> **List of tasks**
[1] In the passage on probability distributions, how would you render this sentence in Spanish: "The Geometric distribution models the number of trials until the first success."
[2] According to the passage on probability distributions, what does the Binomial distribution count?
[3] Pick up the passage on probability distributions after its final sentence and write the next part.

> **Quoted passage**
---------------
Prerequisite:


A probability distribution specifies the likelihood of each possible outcome of a random variable. This post develops the major discrete and continuous families rigorously, including derivations of their moments and key structural properties.

Discrete Distributions

A discrete random variable $X$ takes values in a countable set $\mathcal{X}$. Its distribution is fully described by a probability mass function (PMF) $p: \mathcal{X} \to [0,1]$ satisfying $\sum_{x \in \mathcal{X}} p(x) = 1$.

Bernoulli Distribution

The simplest non-trivial distribution models a single trial with success probability $p \in [0,1]$.

Definition. $X \sim \text{Bernoulli}(p)$ if $P(X=1) = p$ and $P(X=0) = 1-p$.

Compactly, $P(X=k) = p^k(1-p)^{1-k}$ for $k \in {0,1}$.

Moments. $E[X] = p$, $\text{Var}(X) = p(1-p)$.

Binomial Distribution

The Binomial counts the number of successes in $n$ independent Bernoulli$(p)$ trials.

Definition. $X \sim \text{Binomial}(n, p)$ has PMF

$$P(X = k) = \binom{n}{k} p^k (1-p)^{n-k}, \quad k = 0, 1, \ldots, n.$$

This follows from choosing which $k$ of the $n$ trials succeed (the factor $\binom{n}{k}$) and multiplying the independent probabilities.

Moments. Writing $X = \sum_{i=1}^n X_i$ where $X_i \sim \text{Bernoulli}(p)$ are i.i.d., linearity of expectation gives

$$E[X] = np, \qquad \text{Var}(X) = np(1-p).$$

Geometric Distribution

The Geometric distribution models the number of trials until the first success.
---------------
> **Given records**
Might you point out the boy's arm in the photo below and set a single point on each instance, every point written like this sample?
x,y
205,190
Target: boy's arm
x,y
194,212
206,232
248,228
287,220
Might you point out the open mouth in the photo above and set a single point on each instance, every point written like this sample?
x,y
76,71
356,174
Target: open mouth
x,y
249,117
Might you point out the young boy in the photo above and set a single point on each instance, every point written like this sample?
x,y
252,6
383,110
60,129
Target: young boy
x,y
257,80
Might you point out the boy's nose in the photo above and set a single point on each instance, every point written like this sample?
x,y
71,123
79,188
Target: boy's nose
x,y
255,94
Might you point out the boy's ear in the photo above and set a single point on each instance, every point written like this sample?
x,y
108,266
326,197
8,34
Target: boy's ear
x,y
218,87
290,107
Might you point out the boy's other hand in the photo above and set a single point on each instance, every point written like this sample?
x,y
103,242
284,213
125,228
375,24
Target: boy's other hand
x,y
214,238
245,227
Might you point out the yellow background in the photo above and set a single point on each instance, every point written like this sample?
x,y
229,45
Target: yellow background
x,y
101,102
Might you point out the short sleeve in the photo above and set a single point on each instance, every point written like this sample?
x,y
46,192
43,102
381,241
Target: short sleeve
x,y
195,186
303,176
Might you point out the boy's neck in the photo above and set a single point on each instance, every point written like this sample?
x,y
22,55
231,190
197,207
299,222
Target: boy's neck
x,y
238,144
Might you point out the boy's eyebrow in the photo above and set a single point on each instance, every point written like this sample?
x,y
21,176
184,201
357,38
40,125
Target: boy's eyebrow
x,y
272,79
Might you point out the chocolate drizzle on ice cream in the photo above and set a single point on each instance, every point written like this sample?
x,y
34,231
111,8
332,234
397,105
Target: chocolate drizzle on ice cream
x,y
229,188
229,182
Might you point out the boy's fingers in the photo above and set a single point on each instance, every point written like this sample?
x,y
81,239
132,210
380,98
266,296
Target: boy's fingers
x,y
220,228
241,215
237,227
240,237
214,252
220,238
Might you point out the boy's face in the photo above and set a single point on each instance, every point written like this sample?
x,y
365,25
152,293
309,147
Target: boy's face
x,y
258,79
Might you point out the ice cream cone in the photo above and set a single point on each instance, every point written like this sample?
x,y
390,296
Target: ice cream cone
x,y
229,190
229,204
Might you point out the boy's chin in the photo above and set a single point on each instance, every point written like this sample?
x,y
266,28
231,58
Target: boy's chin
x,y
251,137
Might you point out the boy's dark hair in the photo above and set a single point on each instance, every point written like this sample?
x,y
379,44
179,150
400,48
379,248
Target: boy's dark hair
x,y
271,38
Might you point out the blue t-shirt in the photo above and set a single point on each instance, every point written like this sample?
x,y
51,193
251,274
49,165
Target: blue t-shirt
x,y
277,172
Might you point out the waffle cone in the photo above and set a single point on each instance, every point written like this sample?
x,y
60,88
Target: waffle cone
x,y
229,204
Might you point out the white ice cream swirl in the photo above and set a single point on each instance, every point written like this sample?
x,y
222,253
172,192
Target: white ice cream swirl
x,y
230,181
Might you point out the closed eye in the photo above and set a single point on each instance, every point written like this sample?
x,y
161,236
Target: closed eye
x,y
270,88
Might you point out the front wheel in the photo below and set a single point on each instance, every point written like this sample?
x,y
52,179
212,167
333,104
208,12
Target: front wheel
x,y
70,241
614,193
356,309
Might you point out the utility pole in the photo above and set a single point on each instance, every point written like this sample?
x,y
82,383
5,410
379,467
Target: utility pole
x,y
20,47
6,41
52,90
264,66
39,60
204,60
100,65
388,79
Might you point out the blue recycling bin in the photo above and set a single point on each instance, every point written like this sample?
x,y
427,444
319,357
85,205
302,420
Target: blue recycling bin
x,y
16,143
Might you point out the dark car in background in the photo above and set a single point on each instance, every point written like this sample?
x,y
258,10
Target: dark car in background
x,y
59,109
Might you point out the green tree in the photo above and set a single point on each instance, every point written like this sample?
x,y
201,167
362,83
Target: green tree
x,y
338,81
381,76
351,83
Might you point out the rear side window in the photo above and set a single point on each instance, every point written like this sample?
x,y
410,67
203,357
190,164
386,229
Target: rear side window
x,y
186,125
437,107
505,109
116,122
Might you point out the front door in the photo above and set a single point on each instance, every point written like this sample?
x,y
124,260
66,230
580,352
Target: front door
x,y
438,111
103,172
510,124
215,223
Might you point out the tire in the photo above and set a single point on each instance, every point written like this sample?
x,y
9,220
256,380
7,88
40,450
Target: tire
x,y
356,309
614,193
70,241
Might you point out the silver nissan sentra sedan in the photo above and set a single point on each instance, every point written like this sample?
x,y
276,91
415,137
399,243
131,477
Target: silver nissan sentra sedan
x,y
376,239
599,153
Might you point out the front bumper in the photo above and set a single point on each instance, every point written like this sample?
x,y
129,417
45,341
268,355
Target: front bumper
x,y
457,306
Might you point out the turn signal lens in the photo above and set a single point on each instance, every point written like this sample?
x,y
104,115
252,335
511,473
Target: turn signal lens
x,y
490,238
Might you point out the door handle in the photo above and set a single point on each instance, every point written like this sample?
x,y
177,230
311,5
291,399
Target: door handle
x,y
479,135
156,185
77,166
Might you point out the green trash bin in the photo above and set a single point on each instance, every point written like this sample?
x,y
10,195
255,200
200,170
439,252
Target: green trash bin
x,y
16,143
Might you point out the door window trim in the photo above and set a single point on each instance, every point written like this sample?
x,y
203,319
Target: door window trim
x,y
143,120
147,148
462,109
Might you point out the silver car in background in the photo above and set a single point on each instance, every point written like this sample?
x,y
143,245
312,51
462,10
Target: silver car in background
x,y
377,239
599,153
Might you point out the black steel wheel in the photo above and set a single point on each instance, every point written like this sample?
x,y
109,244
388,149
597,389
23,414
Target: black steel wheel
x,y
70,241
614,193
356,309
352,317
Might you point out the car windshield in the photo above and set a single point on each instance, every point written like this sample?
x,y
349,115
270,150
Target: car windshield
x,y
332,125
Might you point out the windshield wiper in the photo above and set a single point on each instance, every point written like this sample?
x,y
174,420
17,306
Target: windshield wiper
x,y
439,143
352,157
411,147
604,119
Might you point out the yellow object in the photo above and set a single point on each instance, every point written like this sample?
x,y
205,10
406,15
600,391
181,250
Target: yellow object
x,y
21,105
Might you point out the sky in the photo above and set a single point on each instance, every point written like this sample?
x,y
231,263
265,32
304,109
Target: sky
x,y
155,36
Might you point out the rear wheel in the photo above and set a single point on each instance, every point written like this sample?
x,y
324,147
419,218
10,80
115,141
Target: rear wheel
---------------
> **Responses**
[1] La distribución geométrica modela el número de ensayos hasta el primer éxito.

[2] The number of successes in $n$ independent Bernoulli$(p)$ trials.

[3]
Definition. $X \sim \text{Geometric}(p)$ has PMF $P(X = k) = (1-p)^{k-1}p$ for $k = 1, 2, \ldots$

Moments. $E[X] = 1/p$, $\text{Var}(X) = (1-p)/p^2$.

Memoryless Property. For integers $m, n \geq 1$,

$$P(X > m + n \mid X > m) = P(X > n).$$

Proof. Since $P(X > k) = (1-p)^k$,

$$P(X > m+n \mid X > m) = \frac{P(X > m+n)}{P(X > m)} = \frac{(1-p)^{m+n}}{(1-p)^m} = (1-p)^n = P(X > n). \qquad \square$$

This is the unique discrete distribution with the memoryless property.

Poisson Distribution

The Poisson distribution arises naturally as the limit of Binomial$(n, \lambda/n)$ as $n \to \infty$.

Definition. $X \sim \text{Poisson}(\lambda)$ for $\lambda > 0$ has PMF

$$P(X = k) = \frac{e^{-\lambda} \lambda^k}{k!}, \quad k = 0, 1, 2, \ldots$$

Derivation as Binomial limit. Let $X_n \sim \text{Binomial}(n, \lambda/n)$. Then

$$P(X_n = k) = \binom{n}{k}\left(\frac{\lambda}{n}\right)^k \left(1 - \frac{\lambda}{n}\right)^{n-k}.$$

As $n \to \infty$: $\binom{n}{k}/n^k \to 1/k!$, and $\left(1 - \lambda/n\right)^n \to e^{-\lambda}$, giving the Poisson PMF.

Moments. $E[X] = \lambda$, $\text{Var}(X) = \lambda$. The mean equals the variance - a hallmark of the Poisson.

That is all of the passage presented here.